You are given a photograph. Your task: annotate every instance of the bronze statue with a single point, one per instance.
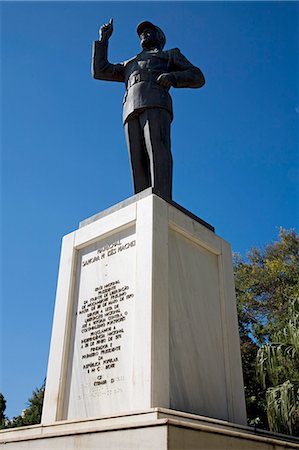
(147, 112)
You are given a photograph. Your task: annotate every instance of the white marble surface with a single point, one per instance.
(179, 344)
(153, 429)
(102, 343)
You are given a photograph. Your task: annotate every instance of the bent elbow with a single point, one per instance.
(200, 79)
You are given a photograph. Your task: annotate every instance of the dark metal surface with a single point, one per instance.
(147, 106)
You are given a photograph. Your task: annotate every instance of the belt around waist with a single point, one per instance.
(140, 77)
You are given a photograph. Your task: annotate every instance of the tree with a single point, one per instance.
(266, 284)
(32, 414)
(278, 363)
(2, 409)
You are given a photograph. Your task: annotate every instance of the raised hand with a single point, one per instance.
(106, 30)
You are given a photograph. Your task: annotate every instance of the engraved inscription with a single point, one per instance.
(104, 318)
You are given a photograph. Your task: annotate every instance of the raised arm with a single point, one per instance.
(101, 68)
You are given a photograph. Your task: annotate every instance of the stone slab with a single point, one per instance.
(153, 429)
(138, 197)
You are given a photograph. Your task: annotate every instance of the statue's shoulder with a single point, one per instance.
(173, 52)
(128, 61)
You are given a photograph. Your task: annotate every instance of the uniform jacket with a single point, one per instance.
(140, 74)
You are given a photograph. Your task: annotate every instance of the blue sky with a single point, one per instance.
(64, 157)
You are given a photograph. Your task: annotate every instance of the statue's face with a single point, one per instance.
(149, 38)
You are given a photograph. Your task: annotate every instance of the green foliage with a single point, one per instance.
(267, 288)
(278, 364)
(2, 409)
(32, 414)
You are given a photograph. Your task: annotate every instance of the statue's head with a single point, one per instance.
(150, 36)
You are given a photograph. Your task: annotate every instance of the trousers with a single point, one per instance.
(148, 140)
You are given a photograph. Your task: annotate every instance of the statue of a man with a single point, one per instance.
(147, 112)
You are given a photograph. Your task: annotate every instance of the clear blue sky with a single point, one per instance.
(64, 157)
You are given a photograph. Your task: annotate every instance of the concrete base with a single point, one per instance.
(145, 317)
(154, 429)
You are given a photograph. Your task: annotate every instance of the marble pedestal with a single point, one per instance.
(145, 317)
(154, 429)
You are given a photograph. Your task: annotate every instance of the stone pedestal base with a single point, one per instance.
(154, 429)
(145, 317)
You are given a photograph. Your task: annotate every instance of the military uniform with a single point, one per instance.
(147, 108)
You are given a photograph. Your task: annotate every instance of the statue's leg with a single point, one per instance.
(138, 155)
(156, 125)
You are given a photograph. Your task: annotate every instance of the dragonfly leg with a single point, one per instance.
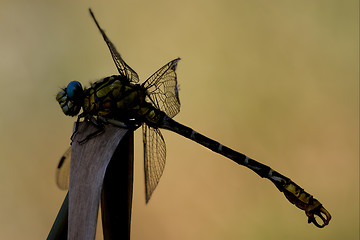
(76, 126)
(98, 124)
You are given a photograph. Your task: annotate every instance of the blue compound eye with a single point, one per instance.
(74, 90)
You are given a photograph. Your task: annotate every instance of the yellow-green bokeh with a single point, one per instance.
(276, 80)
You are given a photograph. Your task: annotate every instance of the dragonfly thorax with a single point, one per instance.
(112, 97)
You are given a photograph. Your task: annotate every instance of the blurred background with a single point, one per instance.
(276, 80)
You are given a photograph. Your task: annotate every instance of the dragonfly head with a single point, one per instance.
(71, 98)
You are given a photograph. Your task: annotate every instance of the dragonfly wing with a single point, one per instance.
(123, 68)
(163, 90)
(154, 158)
(63, 170)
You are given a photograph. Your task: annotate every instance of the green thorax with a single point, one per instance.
(115, 97)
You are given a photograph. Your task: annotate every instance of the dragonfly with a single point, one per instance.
(120, 100)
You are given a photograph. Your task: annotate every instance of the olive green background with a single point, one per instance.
(277, 80)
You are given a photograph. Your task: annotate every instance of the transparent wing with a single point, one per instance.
(154, 158)
(63, 170)
(123, 68)
(163, 90)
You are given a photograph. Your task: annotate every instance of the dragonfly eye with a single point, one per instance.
(74, 90)
(71, 98)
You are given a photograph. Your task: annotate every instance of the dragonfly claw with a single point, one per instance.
(320, 212)
(301, 199)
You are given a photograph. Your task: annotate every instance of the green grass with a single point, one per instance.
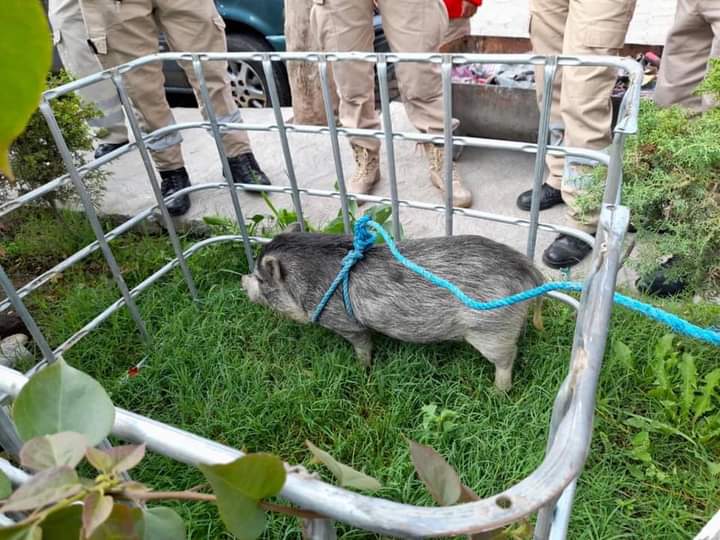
(236, 373)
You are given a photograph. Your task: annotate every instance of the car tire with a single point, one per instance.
(250, 87)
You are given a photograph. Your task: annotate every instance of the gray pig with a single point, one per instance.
(295, 269)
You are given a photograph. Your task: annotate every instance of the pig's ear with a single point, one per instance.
(273, 268)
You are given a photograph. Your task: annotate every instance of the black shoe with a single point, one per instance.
(565, 251)
(549, 197)
(173, 181)
(658, 283)
(245, 170)
(106, 148)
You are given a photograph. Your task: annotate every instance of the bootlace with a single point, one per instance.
(437, 155)
(364, 162)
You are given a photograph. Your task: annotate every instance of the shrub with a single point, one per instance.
(672, 187)
(35, 159)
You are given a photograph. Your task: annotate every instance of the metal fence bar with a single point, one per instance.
(284, 143)
(549, 72)
(389, 142)
(25, 316)
(615, 170)
(445, 70)
(626, 64)
(563, 509)
(145, 155)
(142, 286)
(332, 128)
(560, 408)
(217, 137)
(92, 217)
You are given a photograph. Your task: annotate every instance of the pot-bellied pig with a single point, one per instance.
(295, 269)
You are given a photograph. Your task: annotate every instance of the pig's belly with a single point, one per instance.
(419, 334)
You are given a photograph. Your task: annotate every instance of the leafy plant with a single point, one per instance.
(36, 160)
(672, 186)
(62, 413)
(436, 424)
(25, 56)
(687, 406)
(281, 218)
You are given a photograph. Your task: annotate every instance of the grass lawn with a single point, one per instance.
(237, 373)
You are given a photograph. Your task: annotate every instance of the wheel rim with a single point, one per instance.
(247, 86)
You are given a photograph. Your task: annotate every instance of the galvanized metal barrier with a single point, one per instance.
(549, 490)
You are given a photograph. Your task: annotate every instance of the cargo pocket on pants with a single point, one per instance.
(600, 38)
(98, 43)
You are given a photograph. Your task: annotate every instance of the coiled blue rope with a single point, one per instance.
(365, 239)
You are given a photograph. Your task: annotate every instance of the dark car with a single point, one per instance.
(252, 25)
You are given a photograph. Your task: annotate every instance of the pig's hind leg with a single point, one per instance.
(362, 342)
(500, 352)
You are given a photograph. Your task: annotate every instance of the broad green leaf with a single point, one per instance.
(117, 459)
(25, 57)
(62, 398)
(256, 476)
(346, 476)
(99, 459)
(27, 531)
(48, 451)
(63, 524)
(96, 510)
(438, 475)
(5, 486)
(622, 354)
(163, 524)
(46, 487)
(688, 373)
(641, 447)
(124, 523)
(703, 403)
(239, 486)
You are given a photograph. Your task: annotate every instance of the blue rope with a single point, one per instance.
(364, 239)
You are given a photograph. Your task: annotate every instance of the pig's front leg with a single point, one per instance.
(362, 342)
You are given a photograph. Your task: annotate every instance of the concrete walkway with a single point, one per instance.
(495, 178)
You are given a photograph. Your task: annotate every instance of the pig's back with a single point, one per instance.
(394, 300)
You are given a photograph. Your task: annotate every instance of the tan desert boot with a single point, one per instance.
(462, 197)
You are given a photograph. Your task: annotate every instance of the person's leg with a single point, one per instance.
(684, 60)
(420, 26)
(594, 27)
(457, 28)
(547, 30)
(123, 31)
(346, 25)
(196, 26)
(70, 38)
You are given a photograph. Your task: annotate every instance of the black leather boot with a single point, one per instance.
(565, 251)
(549, 197)
(173, 181)
(245, 170)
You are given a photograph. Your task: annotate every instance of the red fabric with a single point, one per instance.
(454, 7)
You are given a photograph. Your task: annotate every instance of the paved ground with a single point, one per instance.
(495, 178)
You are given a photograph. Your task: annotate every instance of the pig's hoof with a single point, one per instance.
(503, 382)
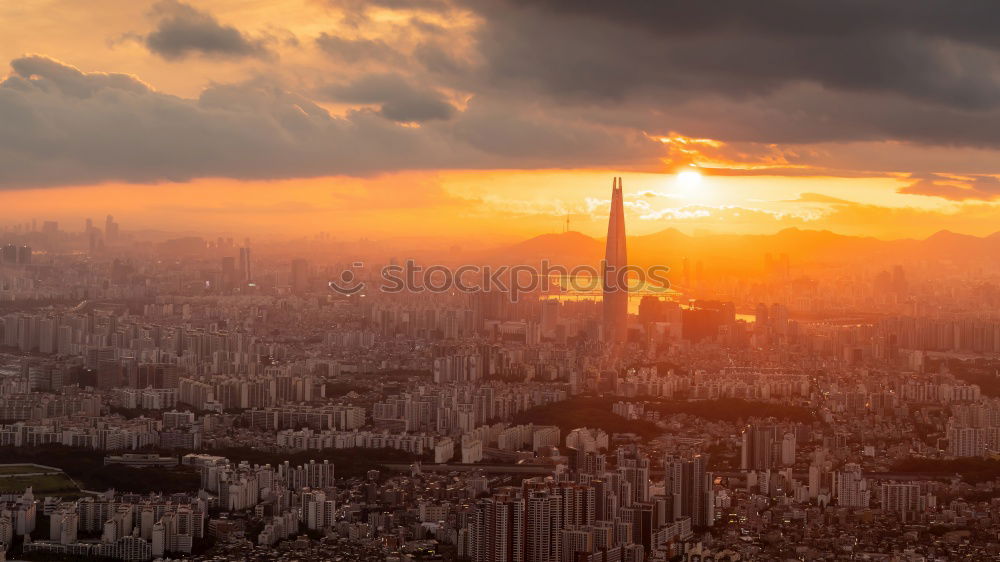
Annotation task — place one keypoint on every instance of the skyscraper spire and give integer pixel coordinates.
(615, 302)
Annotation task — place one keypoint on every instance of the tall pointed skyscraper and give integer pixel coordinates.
(615, 260)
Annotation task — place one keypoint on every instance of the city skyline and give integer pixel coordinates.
(342, 280)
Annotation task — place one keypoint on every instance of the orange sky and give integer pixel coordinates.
(469, 175)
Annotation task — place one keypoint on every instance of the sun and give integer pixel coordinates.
(688, 181)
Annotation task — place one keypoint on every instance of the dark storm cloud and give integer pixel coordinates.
(61, 126)
(183, 30)
(980, 188)
(938, 52)
(769, 72)
(399, 100)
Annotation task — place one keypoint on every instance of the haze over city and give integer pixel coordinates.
(499, 280)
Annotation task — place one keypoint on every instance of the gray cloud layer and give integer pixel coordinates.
(61, 126)
(551, 83)
(182, 30)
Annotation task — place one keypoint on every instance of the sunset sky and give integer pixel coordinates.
(499, 119)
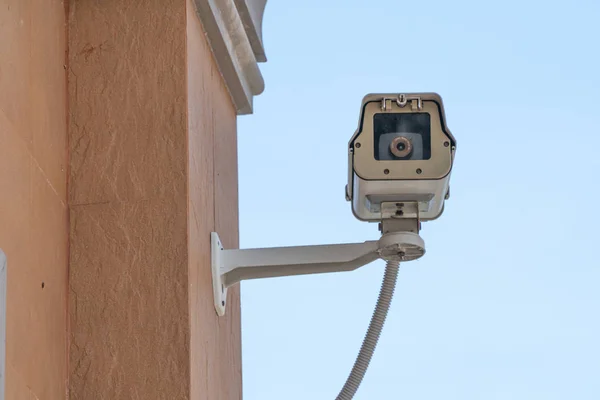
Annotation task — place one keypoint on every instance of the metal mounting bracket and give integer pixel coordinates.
(232, 266)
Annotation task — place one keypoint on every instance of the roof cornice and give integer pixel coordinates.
(234, 32)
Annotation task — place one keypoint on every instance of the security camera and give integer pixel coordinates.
(399, 163)
(400, 158)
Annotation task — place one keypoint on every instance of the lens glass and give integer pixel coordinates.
(414, 127)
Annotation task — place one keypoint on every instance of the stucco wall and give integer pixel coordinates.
(33, 203)
(153, 171)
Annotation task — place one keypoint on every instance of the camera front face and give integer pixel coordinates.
(402, 136)
(402, 153)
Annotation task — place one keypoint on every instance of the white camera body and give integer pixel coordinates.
(400, 158)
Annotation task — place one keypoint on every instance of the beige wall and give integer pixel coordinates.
(109, 285)
(33, 201)
(216, 368)
(152, 172)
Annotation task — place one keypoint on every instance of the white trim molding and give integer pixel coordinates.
(234, 31)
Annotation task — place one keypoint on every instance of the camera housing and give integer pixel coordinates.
(400, 158)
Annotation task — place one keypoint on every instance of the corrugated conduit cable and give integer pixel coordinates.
(376, 325)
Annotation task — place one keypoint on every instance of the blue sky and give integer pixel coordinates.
(505, 304)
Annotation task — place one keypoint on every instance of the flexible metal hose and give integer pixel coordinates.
(370, 342)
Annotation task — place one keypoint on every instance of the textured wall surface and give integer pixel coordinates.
(149, 115)
(33, 181)
(128, 299)
(213, 205)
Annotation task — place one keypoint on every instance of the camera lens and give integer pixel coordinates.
(401, 147)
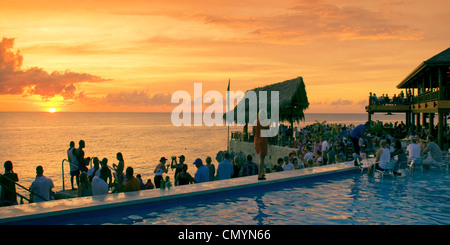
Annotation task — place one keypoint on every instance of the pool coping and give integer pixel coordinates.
(31, 211)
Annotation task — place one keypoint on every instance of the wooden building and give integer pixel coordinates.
(427, 94)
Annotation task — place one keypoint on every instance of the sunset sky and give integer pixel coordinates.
(132, 55)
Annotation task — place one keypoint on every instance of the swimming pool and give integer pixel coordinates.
(339, 199)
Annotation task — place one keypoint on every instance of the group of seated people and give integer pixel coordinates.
(426, 152)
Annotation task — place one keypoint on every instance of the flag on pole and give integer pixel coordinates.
(228, 109)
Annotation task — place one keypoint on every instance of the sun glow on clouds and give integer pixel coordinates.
(130, 56)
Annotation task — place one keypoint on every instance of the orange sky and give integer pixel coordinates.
(132, 55)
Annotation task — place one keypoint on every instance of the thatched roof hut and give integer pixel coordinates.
(292, 101)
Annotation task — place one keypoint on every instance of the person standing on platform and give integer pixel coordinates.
(261, 143)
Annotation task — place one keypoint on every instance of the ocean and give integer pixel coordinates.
(29, 139)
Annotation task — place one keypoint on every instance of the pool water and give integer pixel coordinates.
(352, 198)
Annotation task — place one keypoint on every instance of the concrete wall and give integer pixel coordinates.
(274, 152)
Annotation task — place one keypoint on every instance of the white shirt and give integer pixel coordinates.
(413, 150)
(308, 155)
(325, 146)
(73, 159)
(41, 186)
(99, 186)
(384, 158)
(91, 171)
(289, 166)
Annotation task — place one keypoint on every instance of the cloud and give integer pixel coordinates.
(137, 98)
(36, 81)
(339, 102)
(308, 20)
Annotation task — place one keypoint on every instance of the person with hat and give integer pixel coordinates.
(159, 170)
(202, 174)
(41, 187)
(178, 166)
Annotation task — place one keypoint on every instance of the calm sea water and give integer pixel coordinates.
(348, 199)
(32, 139)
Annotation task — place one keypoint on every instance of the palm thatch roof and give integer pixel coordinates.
(292, 101)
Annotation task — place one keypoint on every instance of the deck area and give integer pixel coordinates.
(30, 211)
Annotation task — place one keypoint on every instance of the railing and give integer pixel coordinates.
(23, 187)
(62, 167)
(426, 97)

_ABOUT THIS EXERCISE_. Transcribe, without alteration, the line that contains "hat and give integer pixel coordinates." together with all lines after it in the listing above.

_RESULT OF THE TASK_.
Annotation task — place one keypoint on every instance of the person with hat and give integer pixel coordinates.
(159, 170)
(202, 174)
(41, 187)
(178, 166)
Annotation task — place one keypoint on every instance of the calm sea water and give integer pixel coordinates.
(348, 199)
(32, 139)
Annotation task — place one keypoint on every instance of the palm thatch roof and give integer pixel coordinates.
(292, 101)
Annotation task — place one keypoint on every instance of the deck area and give integer pixel coordinates.
(30, 211)
Annotation task — place one keypoint on every instance of the railing and give integer pixel coordinates.
(23, 187)
(62, 167)
(426, 97)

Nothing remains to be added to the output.